##### EXCERPTED DATA

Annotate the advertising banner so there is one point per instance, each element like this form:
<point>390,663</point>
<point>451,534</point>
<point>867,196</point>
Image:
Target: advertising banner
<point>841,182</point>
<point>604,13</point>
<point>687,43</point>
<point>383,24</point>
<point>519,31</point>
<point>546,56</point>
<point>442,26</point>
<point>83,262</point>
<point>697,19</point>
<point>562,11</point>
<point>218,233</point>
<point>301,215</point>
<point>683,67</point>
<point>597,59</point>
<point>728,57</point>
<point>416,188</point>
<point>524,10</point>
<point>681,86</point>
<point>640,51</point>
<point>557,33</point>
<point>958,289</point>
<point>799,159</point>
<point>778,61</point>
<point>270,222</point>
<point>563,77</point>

##########

GIVEN EXERCISE
Change "advertising banner" to "promotional banner" wherever it occurs in the entries above. Keep everything else the same.

FINISHED TASK
Annotate the promotional banner so there is one point per instance, each element like this form:
<point>390,663</point>
<point>451,534</point>
<point>867,196</point>
Image:
Target: promotional banner
<point>841,182</point>
<point>604,13</point>
<point>687,43</point>
<point>383,24</point>
<point>519,31</point>
<point>546,56</point>
<point>442,26</point>
<point>83,262</point>
<point>697,19</point>
<point>562,11</point>
<point>218,233</point>
<point>301,215</point>
<point>683,67</point>
<point>597,59</point>
<point>728,57</point>
<point>416,188</point>
<point>524,10</point>
<point>681,86</point>
<point>640,51</point>
<point>557,33</point>
<point>958,289</point>
<point>799,159</point>
<point>778,61</point>
<point>270,222</point>
<point>563,77</point>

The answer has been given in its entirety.